AUSGEWÄHLTER ABSCHNITT
----------

Die Grenzen der Mietobergrenzen

■ Findige Vermieter versuchen immer öfter, Mietobergrenzen in den Sanierungsgebieten zu umgehen. Gegen teilgewerbliche Mietverträge hilft oft nur eine bessere Information der Wohnungssuchenden

Eine Fünfzimmerwohnung für 1.200 Mark – für Christian F. war das ein durchaus faires Angebot. Zusammen mit drei Freunden war F. in Prenzlauer Berg auf WG-Suche. Zwar bestand der Vermieter der 120-Quadratmeter-Wohnung in der Pasteurstraße im Bötzowviertel auf einem teilgewerblichen Mietvertrag. Doch 300 Mark Miete für jeden schien den vier Wohnungssuchenden machbar. Was sie nicht wußten: Im Sanierungsgebiet Bötzowstraße gilt für Wohnungen dieser Größenordnung eine Mietobergrenze von 6,33 Mark pro Quadratmeter. Statt der vom Vermieter geforderten 10 Mark pro Quadratmeter zuzüglich Betriebs- und Heizkosten hätte die Wohnung damit lediglich 760 Mark kosten dürfen.

Mietobergrenzen sind in den Berliner Sanierungs- und Milieuschutzgebieten oftmals der einzige Schutz vor Verdrängung. Um die Bewohner vor allzu hohen Mietforderungen durch Privatmodernisier zu schützen, wurde in diesen Gebieten eine Sozialstudie erarbeitet, in der exakt jener Schwellenwert der Mietbelastung errechnet wurde, der für die Mehrheit der ansässigen Bevölkerung im Gebiet noch bezahlbar ist. Nachdem diese Festlegung einer zulässigen Mietobergrenze mittlerweile auch in der Rechtsprechung akzeptiert ist, versuchen findige Eigentümer nun, nicht nur Wohnungssuchende, sondern auch die für die Überprüfung der Mietverträge zuständigen Sanierungsämter an der Nase herumzuführen.

----------

ZU ERLEDIGEN
1. Wie viel hätte die Fünfzimmerwohnung laut dem Ausschnitt über Mietobergrenzen höchstens kosten dürfen?
2. Schreiben Sie aus dem Ausschnitt über Mietobergrenzen alles von „Mietobergrenzen sind in“ bis hinunter zu „der Nase herumzuführen.“ wörtlich nieder.

Auszüge aus einem Datensatz mit Ortsannotationen
----------

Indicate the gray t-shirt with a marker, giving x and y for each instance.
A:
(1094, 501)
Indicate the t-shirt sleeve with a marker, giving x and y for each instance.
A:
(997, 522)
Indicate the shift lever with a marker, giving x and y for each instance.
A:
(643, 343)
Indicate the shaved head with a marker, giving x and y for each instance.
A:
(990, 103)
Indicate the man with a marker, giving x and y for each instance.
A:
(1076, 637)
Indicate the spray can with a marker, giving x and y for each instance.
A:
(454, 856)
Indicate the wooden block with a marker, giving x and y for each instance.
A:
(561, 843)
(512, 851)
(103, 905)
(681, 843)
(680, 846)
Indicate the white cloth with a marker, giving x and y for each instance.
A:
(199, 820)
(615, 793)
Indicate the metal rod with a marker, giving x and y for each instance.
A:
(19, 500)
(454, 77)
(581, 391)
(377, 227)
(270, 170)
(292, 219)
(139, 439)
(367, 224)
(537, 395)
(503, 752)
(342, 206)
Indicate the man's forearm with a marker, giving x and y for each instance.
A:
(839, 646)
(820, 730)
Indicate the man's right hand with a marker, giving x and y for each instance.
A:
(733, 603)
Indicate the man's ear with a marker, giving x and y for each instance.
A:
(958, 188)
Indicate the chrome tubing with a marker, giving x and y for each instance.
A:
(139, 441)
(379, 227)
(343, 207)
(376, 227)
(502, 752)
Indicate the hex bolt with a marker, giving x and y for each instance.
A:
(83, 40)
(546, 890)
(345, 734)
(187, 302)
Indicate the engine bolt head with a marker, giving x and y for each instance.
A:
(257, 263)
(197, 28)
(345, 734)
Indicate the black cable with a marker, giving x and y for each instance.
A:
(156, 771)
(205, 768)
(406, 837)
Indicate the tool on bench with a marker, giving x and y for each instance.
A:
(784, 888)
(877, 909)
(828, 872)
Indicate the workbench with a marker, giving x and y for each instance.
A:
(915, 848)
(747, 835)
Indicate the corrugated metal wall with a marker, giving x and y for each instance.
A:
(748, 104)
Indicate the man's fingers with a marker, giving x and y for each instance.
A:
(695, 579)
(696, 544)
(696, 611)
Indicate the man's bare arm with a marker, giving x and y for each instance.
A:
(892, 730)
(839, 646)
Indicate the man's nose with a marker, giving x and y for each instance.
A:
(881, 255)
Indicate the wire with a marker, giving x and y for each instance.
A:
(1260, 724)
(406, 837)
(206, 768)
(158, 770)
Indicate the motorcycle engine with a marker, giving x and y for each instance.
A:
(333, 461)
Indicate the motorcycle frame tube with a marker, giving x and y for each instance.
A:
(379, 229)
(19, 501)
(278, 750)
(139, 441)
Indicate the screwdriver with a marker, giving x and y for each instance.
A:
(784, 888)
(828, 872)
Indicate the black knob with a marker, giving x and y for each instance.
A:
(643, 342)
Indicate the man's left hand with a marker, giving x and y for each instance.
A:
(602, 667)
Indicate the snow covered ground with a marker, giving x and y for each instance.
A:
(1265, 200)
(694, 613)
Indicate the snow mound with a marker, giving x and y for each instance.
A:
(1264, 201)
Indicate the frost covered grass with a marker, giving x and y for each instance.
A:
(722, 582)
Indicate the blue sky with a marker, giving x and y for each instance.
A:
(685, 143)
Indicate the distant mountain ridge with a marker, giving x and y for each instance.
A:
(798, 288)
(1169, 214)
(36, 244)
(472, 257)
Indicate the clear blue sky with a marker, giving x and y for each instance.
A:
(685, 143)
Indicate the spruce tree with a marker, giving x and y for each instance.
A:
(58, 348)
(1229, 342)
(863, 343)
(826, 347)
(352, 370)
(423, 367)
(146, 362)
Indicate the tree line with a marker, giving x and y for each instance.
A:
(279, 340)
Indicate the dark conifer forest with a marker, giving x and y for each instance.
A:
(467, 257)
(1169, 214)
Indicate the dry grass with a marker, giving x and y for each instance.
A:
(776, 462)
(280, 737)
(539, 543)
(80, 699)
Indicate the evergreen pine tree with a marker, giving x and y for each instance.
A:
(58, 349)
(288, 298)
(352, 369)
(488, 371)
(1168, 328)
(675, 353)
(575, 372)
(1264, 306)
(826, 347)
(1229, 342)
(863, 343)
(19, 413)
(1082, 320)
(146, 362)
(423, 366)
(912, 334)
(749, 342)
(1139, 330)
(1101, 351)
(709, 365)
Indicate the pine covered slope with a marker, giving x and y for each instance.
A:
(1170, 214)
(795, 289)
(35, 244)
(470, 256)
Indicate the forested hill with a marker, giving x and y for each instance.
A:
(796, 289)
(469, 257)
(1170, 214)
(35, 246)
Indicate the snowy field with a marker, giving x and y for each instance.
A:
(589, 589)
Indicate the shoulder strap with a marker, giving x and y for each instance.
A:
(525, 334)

----------

GELÖSTE AUFGABEN
1. Lediglich 760 Mark.

2.
Mietobergrenzen sind in den Berliner Sanierungs- und Milieuschutzgebieten oftmals der einzige Schutz vor Verdrängung. Um die Bewohner vor allzu hohen Mietforderungen durch Privatmodernisier zu schützen, wurde in diesen Gebieten eine Sozialstudie erarbeitet, in der exakt jener Schwellenwert der Mietbelastung errechnet wurde, der für die Mehrheit der ansässigen Bevölkerung im Gebiet noch bezahlbar ist. Nachdem diese Festlegung einer zulässigen Mietobergrenze mittlerweile auch in der Rechtsprechung akzeptiert ist, versuchen findige Eigentümer nun, nicht nur Wohnungssuchende, sondern auch die für die Überprüfung der Mietverträge zuständigen Sanierungsämter an der Nase herumzuführen.